= EXERCISE =
Find every line in the material below that contains the word "building" and copy each of those lines.

____ RECORD SET

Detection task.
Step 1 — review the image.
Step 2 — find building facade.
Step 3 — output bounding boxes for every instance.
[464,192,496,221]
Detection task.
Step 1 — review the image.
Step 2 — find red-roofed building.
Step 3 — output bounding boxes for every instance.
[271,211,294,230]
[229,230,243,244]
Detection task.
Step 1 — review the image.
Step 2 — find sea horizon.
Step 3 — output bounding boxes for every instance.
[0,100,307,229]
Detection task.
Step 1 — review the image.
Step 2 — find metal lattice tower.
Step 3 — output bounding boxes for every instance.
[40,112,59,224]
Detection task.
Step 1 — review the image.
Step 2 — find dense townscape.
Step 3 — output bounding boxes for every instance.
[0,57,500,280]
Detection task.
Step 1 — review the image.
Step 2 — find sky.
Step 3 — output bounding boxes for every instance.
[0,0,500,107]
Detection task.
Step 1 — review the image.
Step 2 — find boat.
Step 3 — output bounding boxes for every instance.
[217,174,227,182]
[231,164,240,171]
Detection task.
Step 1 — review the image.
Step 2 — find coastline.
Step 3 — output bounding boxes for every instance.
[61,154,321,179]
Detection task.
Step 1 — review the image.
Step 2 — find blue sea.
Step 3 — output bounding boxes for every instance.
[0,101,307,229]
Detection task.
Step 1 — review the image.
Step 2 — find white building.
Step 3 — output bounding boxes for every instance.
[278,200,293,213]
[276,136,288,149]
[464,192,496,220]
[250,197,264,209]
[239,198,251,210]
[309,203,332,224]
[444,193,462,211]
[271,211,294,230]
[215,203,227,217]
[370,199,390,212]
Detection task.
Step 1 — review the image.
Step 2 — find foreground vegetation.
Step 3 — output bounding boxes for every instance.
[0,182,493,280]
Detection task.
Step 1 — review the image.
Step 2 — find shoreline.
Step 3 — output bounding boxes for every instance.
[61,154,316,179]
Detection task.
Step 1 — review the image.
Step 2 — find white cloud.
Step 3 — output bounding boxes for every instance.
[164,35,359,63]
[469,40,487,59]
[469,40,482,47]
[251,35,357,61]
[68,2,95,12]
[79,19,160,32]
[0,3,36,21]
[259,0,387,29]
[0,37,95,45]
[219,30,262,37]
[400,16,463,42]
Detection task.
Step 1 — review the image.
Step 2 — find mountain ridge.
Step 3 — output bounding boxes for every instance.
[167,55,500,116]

________

= EXPECTED ANSWER =
Step 2 — find building facade.
Step 2 — find red-roofed building.
Step 2 — find white building.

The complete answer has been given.